** begin Entries supplied **

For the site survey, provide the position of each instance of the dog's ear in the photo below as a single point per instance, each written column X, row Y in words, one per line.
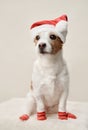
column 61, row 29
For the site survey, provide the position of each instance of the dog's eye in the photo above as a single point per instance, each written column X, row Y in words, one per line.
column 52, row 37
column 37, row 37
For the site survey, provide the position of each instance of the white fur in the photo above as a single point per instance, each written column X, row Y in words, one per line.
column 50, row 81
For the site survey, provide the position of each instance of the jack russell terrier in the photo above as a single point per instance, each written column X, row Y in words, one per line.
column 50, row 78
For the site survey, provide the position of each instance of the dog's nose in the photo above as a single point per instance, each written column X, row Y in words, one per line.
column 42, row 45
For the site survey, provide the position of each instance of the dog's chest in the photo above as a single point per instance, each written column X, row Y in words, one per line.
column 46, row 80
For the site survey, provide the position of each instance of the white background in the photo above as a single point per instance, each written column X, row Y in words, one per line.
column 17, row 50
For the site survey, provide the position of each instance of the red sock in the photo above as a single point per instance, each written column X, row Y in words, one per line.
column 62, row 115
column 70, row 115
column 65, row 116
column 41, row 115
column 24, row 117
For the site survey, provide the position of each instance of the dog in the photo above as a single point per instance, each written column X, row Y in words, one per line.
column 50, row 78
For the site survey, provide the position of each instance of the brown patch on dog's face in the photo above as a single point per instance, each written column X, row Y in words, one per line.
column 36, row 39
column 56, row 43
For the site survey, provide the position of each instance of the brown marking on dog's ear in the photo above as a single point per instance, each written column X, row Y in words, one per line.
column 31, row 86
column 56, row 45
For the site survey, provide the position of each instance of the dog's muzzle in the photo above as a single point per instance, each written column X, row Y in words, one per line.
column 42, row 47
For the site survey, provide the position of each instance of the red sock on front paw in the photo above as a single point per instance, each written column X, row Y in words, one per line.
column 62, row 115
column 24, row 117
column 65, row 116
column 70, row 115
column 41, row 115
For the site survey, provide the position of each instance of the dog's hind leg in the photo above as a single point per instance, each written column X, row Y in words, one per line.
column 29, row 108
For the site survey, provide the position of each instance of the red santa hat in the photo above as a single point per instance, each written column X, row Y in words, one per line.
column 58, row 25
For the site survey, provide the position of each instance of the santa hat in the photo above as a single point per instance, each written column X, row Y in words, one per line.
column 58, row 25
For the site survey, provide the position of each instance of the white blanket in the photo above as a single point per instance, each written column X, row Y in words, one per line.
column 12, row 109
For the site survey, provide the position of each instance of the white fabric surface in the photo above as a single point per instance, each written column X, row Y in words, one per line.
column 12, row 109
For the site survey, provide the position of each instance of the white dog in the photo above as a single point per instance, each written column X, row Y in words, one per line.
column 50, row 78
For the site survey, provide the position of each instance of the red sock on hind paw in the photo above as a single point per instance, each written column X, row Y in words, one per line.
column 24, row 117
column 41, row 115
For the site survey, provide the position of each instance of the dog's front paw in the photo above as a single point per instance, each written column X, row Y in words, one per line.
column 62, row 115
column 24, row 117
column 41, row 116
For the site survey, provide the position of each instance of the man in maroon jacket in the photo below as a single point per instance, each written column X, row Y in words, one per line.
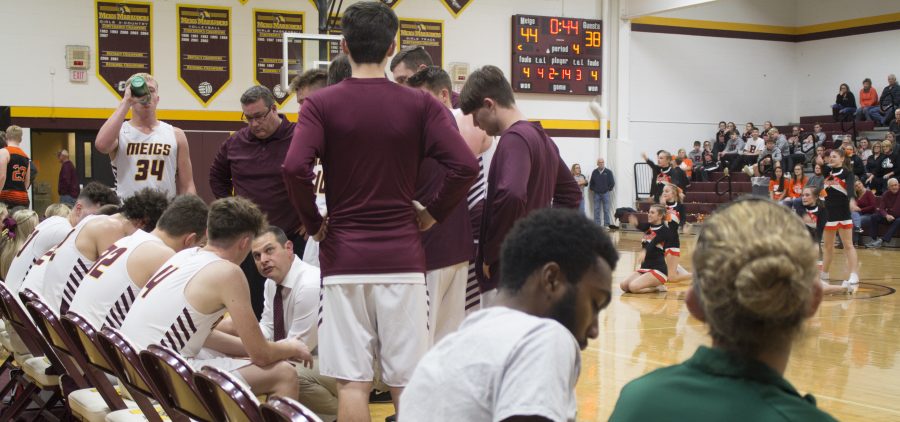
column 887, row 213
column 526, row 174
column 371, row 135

** end Entries supplied **
** begin Entries supplied **

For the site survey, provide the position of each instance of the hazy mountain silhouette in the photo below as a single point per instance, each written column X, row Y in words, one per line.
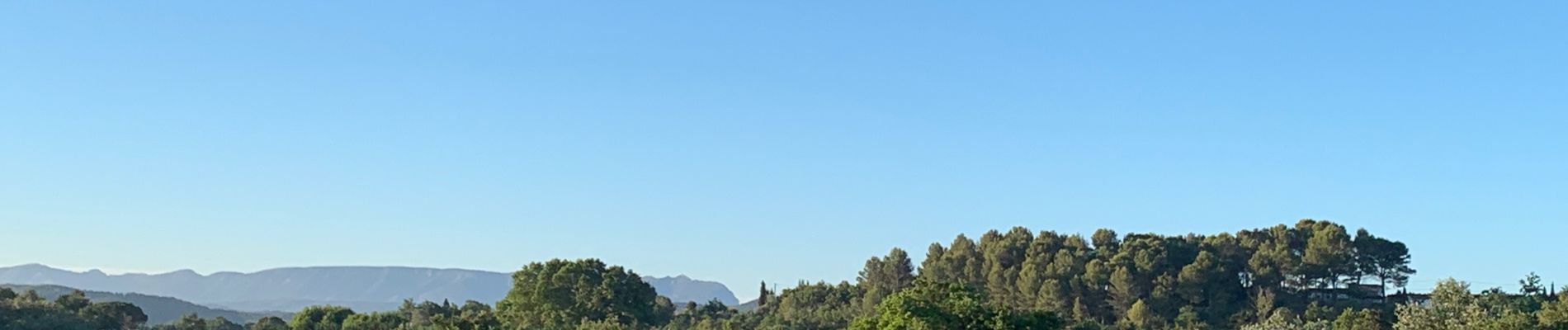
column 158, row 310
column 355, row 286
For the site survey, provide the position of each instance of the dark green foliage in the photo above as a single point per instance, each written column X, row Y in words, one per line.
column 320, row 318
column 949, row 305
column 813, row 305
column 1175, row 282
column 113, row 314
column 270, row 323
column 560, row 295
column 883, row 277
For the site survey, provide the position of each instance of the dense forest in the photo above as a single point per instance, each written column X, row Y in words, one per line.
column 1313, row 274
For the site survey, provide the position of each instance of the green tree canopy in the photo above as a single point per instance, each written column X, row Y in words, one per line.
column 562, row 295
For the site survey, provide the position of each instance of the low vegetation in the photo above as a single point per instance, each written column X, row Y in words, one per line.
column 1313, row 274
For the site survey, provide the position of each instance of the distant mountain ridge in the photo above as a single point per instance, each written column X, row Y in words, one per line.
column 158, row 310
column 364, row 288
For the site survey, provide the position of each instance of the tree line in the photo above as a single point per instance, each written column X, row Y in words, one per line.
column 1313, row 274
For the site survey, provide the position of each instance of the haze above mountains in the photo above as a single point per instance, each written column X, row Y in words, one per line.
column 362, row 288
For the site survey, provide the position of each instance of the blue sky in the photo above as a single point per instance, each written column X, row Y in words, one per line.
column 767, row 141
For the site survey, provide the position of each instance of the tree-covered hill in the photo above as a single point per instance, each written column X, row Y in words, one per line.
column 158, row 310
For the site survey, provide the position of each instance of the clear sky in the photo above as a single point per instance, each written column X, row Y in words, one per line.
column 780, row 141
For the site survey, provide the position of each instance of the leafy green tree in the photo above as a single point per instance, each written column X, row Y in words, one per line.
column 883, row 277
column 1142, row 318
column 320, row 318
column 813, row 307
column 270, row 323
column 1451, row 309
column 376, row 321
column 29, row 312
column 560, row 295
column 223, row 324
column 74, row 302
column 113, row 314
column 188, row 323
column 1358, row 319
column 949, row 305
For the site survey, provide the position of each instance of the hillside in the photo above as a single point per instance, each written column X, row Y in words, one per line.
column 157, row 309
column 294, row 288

** end Entries supplied **
** begin Entries supplied **

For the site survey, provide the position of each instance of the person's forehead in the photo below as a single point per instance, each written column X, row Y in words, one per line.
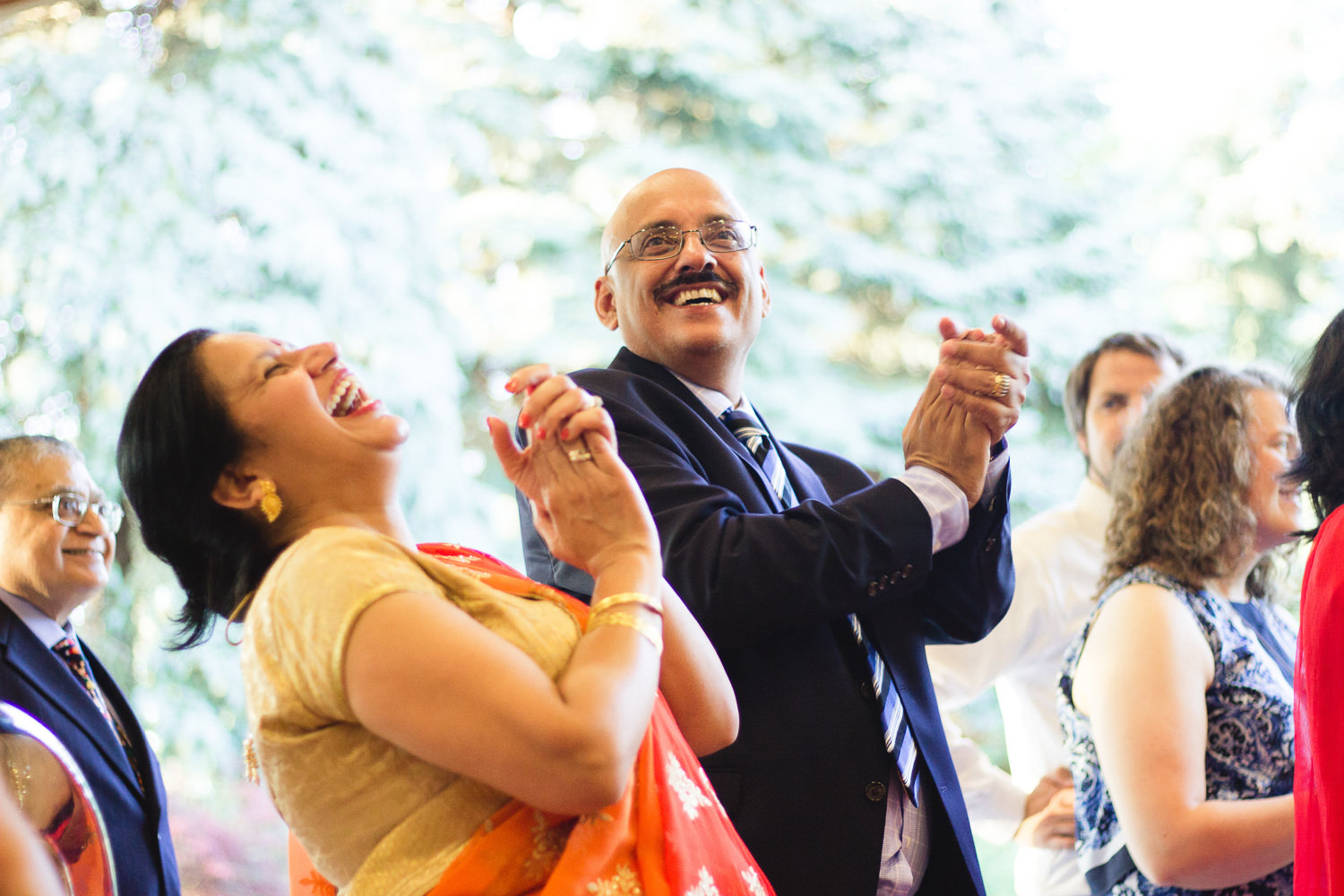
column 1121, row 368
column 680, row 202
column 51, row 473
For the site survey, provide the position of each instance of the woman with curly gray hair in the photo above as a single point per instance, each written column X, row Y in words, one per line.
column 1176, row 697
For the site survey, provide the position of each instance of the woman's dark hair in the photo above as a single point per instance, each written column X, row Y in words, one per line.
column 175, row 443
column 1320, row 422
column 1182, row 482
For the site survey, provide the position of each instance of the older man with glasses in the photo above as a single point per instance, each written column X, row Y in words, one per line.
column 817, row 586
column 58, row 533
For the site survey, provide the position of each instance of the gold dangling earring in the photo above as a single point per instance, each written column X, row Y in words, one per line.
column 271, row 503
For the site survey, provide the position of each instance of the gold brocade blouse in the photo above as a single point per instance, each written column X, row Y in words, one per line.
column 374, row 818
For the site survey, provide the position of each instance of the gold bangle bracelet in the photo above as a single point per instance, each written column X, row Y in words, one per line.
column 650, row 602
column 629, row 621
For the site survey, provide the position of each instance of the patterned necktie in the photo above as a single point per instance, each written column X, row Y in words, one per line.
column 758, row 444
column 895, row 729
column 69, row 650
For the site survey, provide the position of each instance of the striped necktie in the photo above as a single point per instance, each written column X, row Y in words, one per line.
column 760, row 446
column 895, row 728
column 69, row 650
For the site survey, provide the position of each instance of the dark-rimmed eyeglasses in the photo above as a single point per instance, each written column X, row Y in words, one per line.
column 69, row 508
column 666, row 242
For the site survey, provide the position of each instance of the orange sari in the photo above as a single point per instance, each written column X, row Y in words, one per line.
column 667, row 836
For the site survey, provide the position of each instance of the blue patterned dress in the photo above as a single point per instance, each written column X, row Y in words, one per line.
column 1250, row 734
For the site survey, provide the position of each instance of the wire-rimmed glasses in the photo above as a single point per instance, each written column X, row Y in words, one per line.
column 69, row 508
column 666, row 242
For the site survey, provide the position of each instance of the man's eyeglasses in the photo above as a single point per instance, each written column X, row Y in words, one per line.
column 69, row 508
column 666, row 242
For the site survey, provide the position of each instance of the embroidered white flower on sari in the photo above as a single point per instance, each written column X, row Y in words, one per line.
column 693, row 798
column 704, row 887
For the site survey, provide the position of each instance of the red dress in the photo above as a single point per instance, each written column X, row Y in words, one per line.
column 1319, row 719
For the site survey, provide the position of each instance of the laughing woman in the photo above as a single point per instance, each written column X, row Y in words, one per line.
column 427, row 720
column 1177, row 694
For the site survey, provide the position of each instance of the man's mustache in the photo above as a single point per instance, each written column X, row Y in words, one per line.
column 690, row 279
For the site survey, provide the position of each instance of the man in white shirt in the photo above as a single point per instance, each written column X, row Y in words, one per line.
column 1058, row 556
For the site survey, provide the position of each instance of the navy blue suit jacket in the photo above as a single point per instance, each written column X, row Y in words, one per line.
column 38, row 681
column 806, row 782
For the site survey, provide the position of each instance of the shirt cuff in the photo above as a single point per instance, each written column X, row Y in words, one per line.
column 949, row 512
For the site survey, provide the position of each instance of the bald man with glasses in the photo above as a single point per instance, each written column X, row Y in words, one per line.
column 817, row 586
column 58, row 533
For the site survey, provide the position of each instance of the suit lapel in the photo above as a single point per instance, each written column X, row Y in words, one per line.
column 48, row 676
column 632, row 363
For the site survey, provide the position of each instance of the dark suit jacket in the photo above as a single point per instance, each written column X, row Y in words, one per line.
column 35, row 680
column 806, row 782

** end Entries supplied **

§ Exercise aim
Rename "site survey" to "field audit" in the lines between the one holding "the dog's ear" and the one holding "column 50, row 81", inclusive, and give those lines again with nothing else changed. Leave the picture out of your answer.

§ Exercise response
For the field audit, provide the position of each instance of the dog's ear in the photo below as a single point per instance, each written column X, row Y in words, one per line.
column 61, row 29
For the field audit, provide the position of each instance of the dog's eye in the photo above as a single point per instance, each written column X, row Y in words, one per line.
column 52, row 37
column 37, row 37
For the field audit, provide the position of each instance of the white fur in the photo above as a single point per instance, each written column X, row Y in words, one per line.
column 50, row 81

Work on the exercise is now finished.